The request »
Please render the material below as a JSON list of strings, one string per line and no entries for blank lines. Leave the pictures out.

:::

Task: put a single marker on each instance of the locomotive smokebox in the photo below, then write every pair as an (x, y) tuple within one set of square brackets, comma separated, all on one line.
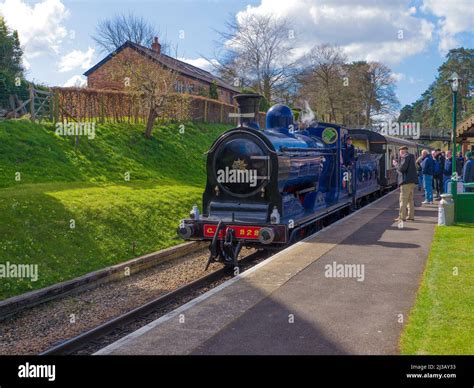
[(248, 109)]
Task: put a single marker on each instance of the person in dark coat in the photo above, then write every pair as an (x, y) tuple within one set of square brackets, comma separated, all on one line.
[(427, 168), (468, 171), (407, 179), (459, 164), (438, 174), (448, 170)]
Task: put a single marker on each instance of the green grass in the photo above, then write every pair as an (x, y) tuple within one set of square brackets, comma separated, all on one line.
[(442, 320), (115, 219)]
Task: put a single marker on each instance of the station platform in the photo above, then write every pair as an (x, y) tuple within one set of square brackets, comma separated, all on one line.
[(297, 302)]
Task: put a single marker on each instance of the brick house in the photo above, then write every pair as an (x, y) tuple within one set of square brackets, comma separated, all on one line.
[(191, 79)]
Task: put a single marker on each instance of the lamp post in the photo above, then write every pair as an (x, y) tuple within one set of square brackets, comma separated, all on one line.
[(454, 83)]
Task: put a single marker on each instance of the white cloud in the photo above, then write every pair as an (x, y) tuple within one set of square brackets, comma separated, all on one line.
[(365, 29), (456, 16), (76, 59), (40, 26), (76, 81), (26, 64), (399, 77), (202, 63)]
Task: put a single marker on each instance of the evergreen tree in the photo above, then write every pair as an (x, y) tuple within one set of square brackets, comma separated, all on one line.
[(213, 91), (434, 108)]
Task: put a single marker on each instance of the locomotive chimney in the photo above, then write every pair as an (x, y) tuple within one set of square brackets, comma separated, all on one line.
[(248, 105), (156, 46)]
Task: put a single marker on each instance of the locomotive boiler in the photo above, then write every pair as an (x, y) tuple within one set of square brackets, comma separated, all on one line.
[(266, 187)]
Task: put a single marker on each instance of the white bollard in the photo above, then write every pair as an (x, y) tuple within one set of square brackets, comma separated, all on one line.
[(446, 210)]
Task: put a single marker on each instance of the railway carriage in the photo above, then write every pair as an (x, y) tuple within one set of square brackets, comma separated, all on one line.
[(268, 188)]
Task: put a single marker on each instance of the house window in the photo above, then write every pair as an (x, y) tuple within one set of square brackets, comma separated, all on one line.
[(179, 86)]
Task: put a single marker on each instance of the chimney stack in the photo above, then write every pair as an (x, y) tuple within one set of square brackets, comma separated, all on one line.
[(156, 46)]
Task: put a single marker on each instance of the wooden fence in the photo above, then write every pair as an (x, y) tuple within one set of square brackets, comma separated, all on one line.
[(83, 104)]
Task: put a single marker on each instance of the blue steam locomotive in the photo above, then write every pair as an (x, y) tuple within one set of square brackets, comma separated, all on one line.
[(269, 188)]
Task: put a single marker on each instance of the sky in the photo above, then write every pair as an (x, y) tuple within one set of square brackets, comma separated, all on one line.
[(412, 37)]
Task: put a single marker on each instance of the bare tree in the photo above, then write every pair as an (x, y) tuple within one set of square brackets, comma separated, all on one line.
[(377, 89), (323, 79), (256, 51), (151, 83), (352, 93), (112, 33)]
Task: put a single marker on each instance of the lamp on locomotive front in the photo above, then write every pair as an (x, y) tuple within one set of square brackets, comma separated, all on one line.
[(248, 105), (280, 119)]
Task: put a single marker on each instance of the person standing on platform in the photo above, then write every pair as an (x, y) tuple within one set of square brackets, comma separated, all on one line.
[(468, 171), (418, 170), (447, 171), (407, 179), (459, 164), (427, 168), (437, 173)]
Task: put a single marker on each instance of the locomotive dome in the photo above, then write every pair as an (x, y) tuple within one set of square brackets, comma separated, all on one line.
[(279, 117)]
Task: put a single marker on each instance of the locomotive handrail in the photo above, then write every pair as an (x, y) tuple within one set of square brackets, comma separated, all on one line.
[(298, 149)]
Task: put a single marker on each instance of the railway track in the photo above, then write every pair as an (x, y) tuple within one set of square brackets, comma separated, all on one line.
[(122, 323), (98, 337)]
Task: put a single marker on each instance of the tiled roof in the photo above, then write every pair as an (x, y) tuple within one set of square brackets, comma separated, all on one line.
[(170, 62)]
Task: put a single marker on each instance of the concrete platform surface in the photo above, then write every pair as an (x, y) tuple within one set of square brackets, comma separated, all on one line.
[(346, 290)]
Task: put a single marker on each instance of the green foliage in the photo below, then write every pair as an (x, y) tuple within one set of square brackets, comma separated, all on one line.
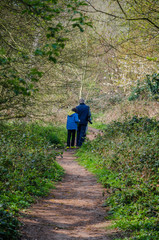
[(126, 161), (27, 168), (33, 32), (149, 88)]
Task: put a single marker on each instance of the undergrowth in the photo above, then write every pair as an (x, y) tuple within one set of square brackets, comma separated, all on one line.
[(27, 168), (126, 161)]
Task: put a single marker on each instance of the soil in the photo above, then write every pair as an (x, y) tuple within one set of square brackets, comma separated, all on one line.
[(74, 210)]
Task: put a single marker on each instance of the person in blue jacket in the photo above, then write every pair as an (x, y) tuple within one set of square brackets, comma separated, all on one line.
[(84, 115), (72, 121)]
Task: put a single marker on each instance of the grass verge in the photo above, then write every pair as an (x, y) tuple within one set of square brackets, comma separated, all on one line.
[(28, 169), (126, 161)]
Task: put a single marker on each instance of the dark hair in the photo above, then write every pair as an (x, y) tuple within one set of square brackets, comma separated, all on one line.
[(74, 110)]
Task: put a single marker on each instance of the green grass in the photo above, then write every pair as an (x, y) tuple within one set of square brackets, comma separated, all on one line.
[(28, 168), (126, 161)]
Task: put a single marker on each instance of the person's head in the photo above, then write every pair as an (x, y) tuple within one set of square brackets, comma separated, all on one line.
[(74, 110), (81, 100)]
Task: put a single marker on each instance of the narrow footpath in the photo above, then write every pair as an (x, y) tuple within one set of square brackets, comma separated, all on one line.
[(72, 211)]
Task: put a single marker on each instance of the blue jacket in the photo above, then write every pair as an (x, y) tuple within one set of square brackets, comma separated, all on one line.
[(84, 113), (72, 120)]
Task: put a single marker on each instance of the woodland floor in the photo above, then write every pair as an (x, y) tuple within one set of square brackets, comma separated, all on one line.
[(73, 210)]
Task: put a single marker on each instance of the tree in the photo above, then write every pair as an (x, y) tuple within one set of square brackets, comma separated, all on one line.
[(32, 33)]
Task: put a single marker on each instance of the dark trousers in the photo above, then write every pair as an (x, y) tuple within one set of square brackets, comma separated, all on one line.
[(71, 137), (81, 134)]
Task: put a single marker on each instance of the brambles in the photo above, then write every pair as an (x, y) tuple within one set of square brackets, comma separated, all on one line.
[(28, 169), (125, 160)]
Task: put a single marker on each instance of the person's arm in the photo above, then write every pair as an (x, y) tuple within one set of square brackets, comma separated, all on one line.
[(76, 118), (89, 116)]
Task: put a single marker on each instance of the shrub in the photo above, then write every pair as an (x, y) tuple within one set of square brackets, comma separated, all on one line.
[(125, 160), (28, 168)]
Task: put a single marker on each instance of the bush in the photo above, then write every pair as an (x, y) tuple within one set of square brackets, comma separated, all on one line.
[(125, 160), (28, 168), (149, 88)]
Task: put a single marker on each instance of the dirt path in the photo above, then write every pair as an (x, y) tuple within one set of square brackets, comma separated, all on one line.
[(72, 211)]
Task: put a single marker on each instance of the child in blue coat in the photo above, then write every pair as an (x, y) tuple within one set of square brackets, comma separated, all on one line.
[(72, 121)]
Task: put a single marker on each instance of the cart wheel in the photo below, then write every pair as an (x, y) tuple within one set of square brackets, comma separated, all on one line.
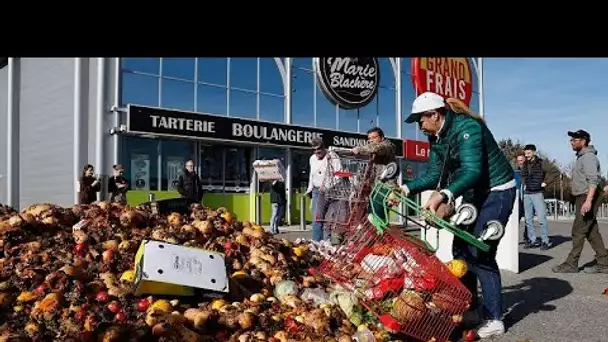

:::

Exercise solution »
[
  "Task: put a single marker on each instance of the locomotive smokebox in the photo below, then write every pair as an (x, y) tuple within one set of square brackets, comma separated, all on one line.",
  "[(248, 109)]",
  "Task: put a single marker on each instance of the person in dark coat in the photo above, then write every pair as an (x, y) tuple within one set of square brackets, comma separated, all on one line.",
  "[(427, 168), (468, 171), (407, 179), (459, 164), (438, 174), (448, 170)]",
  "Task: put a single marker on each instance of the green grass in the photo above, then write every pair as an (x, y) tuple within one set of square brackets, comma separated, all on one line.",
  "[(442, 320), (115, 219)]",
  "Task: put a single marker on each instance of the station platform in the photo above, then write every pair as an (x, y) tuple within one set of square brackets, comma separated, all on one line.",
  "[(297, 302)]",
  "Task: put a single marker on each instance of the brick house in the photo above, then write every pair as an (x, y) tuple within one set of square brackets, comma separated, all on one line.",
  "[(191, 79)]",
  "Task: put a single marker on each instance of the lamp post in the photo above, then write every pair as an (x, y) tuple within one set of square brackets, comma separated, all on one line.",
  "[(454, 83)]",
  "Task: put a single marker on each instance of the white cloud in the photo above, then write every pair as an (x, y) tuple within one set of square brackets, comma separated, all on one line.",
  "[(365, 29), (456, 16), (76, 59), (40, 26), (76, 81), (26, 64), (399, 77), (202, 63)]",
  "Task: put a single marker on each instance of the evergreen tree in the photo above, then write every pair as an (x, y) tuple within one set of square brackets, comma separated, all on one line.",
  "[(213, 91), (434, 108)]",
  "Task: put a single marker on each instance of the locomotive chimney in the photo above, then write every pair as an (x, y) tuple within one set of square brackets, comma separated, all on one line.",
  "[(248, 105), (156, 46)]",
  "Task: put a single marker on each instance of the locomotive boiler in the photo above, then write every pair as an (x, y) tuple within one set of square brackets, comma separated, all on one line.",
  "[(266, 187)]",
  "Task: put a single marker on each instance of the white bollard in the photo above, then write every pair as an (x, y) tuple within one set of square brackets, comma separated, all on one line.",
  "[(446, 210)]",
  "Task: put a single marker on each instance of the railway carriage in the photo above, then write every pair as an (x, y) tuple within one set of square brackets, comma separated, all on one line.",
  "[(268, 188)]",
  "Task: put a single marker on each instance of the house window in the photo above, then write every pair as an (x, y) tuple within one set of square brackets, comma separated, all on one line.",
  "[(179, 86)]",
  "Task: put a single marker on each instance of the chimney stack in the photo above, then write every pair as an (x, y) tuple within one set of square brackets, comma separated, all on one line.",
  "[(156, 46)]",
  "Task: put a single marker on each instance of the wooden fence in the photo above, then write every pair as an (x, y) tuple within one set of square brackets, comma separated, all on one line.",
  "[(83, 104)]",
  "Task: put a single marker on each instance of the blue steam locomotive in the photo above, then write every pair as an (x, y) tuple within one set of square brackets, comma separated, all on one line.",
  "[(269, 188)]",
  "Task: put a single marker on each instance of the sky in the photo above, then write every pair as an (x, y) tuple within one set of square brackets, comma separated, all on one line.",
  "[(412, 37)]",
  "Task: put a single marker on each instance of the bare tree in the photo above, then write every pair as an (x, y) tuple within one set of square brackets, comma separated, all on one line.",
  "[(377, 89), (323, 79), (256, 51), (151, 83), (352, 93), (112, 33)]",
  "Task: put a single marker on each instance of the lamp on locomotive front in the photo above, then write every pair as an (x, y) tuple within one set of square brackets, comma separated, all on one line.",
  "[(248, 105), (280, 119)]",
  "Task: put a single marker on each instance of the person standing on platform in the photo above, then write every pair as an (x, y) tuple within one set of square brackets, comma separated, all on one line.",
  "[(468, 171), (418, 170), (447, 171), (407, 179), (459, 164), (427, 168), (437, 173)]",
  "Task: put a single marker on each instance of the locomotive dome in the photo above, then write every pair as an (x, y) tuple within one set of square brackets, comma separated, all on one line.",
  "[(279, 117)]",
  "Task: put a single marker on each instance of the locomotive handrail in the photo above, then write every pair as an (x, y) tuple within one set of square brackets, comma separated, all on one line.",
  "[(298, 149)]",
  "Task: put a single marker on each instance of the railway track in the photo above, then write every pair as an (x, y) tuple within one set of square brackets, comma separated, all on one line.",
  "[(122, 323), (98, 337)]",
  "Task: put a single marker on each instance of the tiled roof in the photo above, then write every pair as an (x, y) tuple within one set of square brackets, comma separated, all on one line.",
  "[(170, 62)]",
  "Task: put a single marker on each instance of the concrete platform surface in the photo above, then write every pair as an (x, y) tuple within one set of square brackets, comma separated, all on one line.",
  "[(346, 290)]",
  "Task: put a single marker on each instance of the green foliage in the photo below, then write every pair as an (x, y) tuple within one set of square brackets, comma separated, all on one line.",
  "[(126, 161), (27, 168), (33, 32), (149, 88)]",
  "Task: put a single marker on each instance of the undergrowth in the photo above, then write every pair as an (x, y) tuple within one set of square brackets, comma separated, all on one line.",
  "[(27, 168), (126, 161)]",
  "Task: put a single marker on each instance of the soil in the photo above, then write every pair as an (x, y) tuple within one set of square brackets, comma separated, all on one line.",
  "[(74, 210)]",
  "Task: put a single marker on each instance of the person in blue jacket in the photo above, then write every pair as an (x, y) tuple within one set of square brackets, comma separated, all on one line.",
  "[(84, 115), (72, 121)]",
  "Task: put a single marker on each instance of the grass verge in the photo above, then write every pair as an (x, y) tuple within one set of square brackets, comma separated, all on one line.",
  "[(28, 169), (126, 161)]",
  "Task: put a single marker on each instance of the dark hair in the photo above, then write every pair as an (x, y) tuple within one set of square brackets, comma separated, all on one line.",
  "[(74, 110)]",
  "Task: put a single marker on each instance of the green grass in the photo above, then write every pair as an (x, y) tuple within one set of square brackets, comma separated, all on one line.",
  "[(28, 168), (126, 161)]",
  "Task: put a single marker on each instance of the person's head in the photo above, then write every pair as an (x, y) tuple within one set of square brackets, comma separated, all on one line.",
  "[(74, 110), (81, 100)]",
  "Task: put a single marker on each instance of the narrow footpath in the photo above, then write every pair as an (x, y) tuple within one set of square brackets, comma separated, all on one line.",
  "[(72, 211)]",
  "Task: put a single marker on each instance of the blue jacket in the photo above, then write every pair as an (x, y) tuple within one set of square brackets, comma separated, all on one line.",
  "[(84, 113), (72, 120)]",
  "Task: put a single marker on each instance of the woodland floor in the photo above, then write every pair as an (x, y) tuple within one set of square brackets, comma separated, all on one line.",
  "[(73, 210)]",
  "Task: put a single marker on each instance of the tree in the photo above, then write every pair as an (x, y) tuple within one set of square brackets, comma separated, all on one line.",
  "[(32, 33)]",
  "Task: put a single marker on each instance of the dark trousers in the photo above, then write every pair as an (x, y) tuple within one set of square brackets, comma separated, all on one line.",
  "[(71, 137), (81, 134)]",
  "Task: put a single marker on each instance of the brambles in the photo above, then write every pair as an (x, y) tuple within one set of square brackets, comma separated, all on one line.",
  "[(28, 169), (125, 160)]",
  "Task: put a single marker on each instance of the person's arm in the photo above, then write every pair as an (x, y) tuple within one set of square brackets, comma separated, all on one line.",
  "[(76, 118), (89, 116)]",
  "Task: put a single marker on each instance of the shrub in the photo above, then write every pair as an (x, y) tuple within one set of square brackets, comma separated, all on one line.",
  "[(125, 160), (28, 168)]",
  "Task: put a single marker on each instance of the bush in the photo above, then write every pair as an (x, y) tuple within one set of square brackets, comma separated, all on one line.",
  "[(125, 160), (28, 168), (149, 88)]",
  "Task: put a single marker on each instance of the dirt path in the photo above, then write every pair as an (x, y) tuple within one set of square brackets, comma separated, all on one line.",
  "[(72, 211)]",
  "Task: put a single marker on each instance of the child in blue coat in the photo above, then write every pair as an (x, y) tuple within one set of square brackets, comma separated, all on one line.",
  "[(72, 121)]",
  "Task: put a single marker on each instance of the cart wheel in the photo below, then write every pair as an (x, y) tuple within one set of square brackets, comma separated, all on one line."
]